Render every line below as a Markdown table with the columns "Row" and "Line," numbering the rows and skipping blank lines. Leave the pictures out of the table.

##### Given information

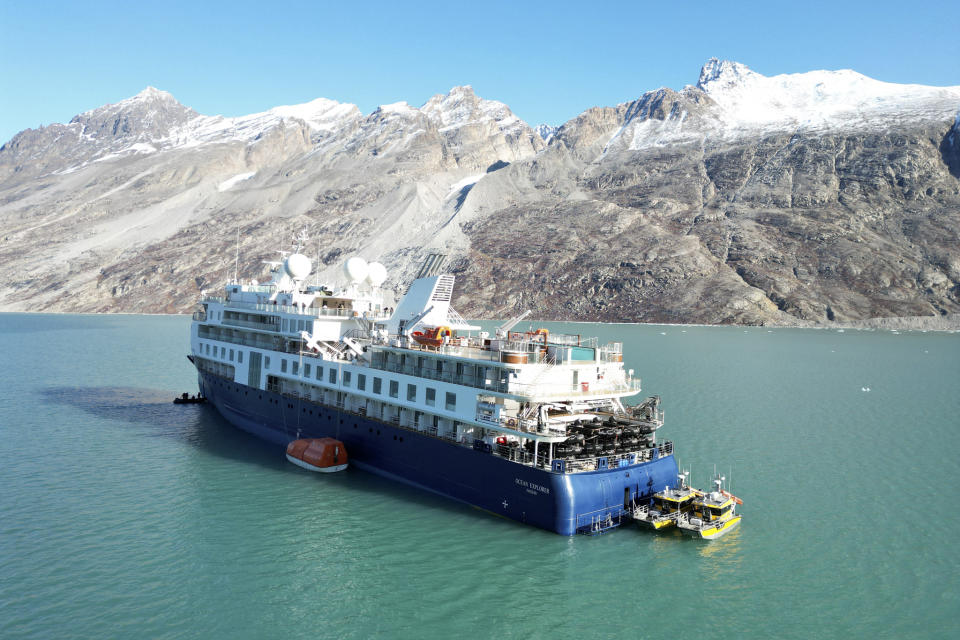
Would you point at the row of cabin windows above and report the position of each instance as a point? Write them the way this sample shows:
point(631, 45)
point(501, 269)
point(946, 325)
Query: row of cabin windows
point(221, 352)
point(430, 394)
point(294, 325)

##########

- Solution to the exercise:
| Row | Line |
|---|---|
| 1 | Would you point at the row of cabin windows above and report the position of each instance as a point? Write them the way this sample shows: |
| 2 | point(631, 45) |
| 3 | point(501, 269) |
| 4 | point(946, 325) |
| 5 | Query: row of cabin windows |
| 6 | point(221, 352) |
| 7 | point(430, 394) |
| 8 | point(294, 325) |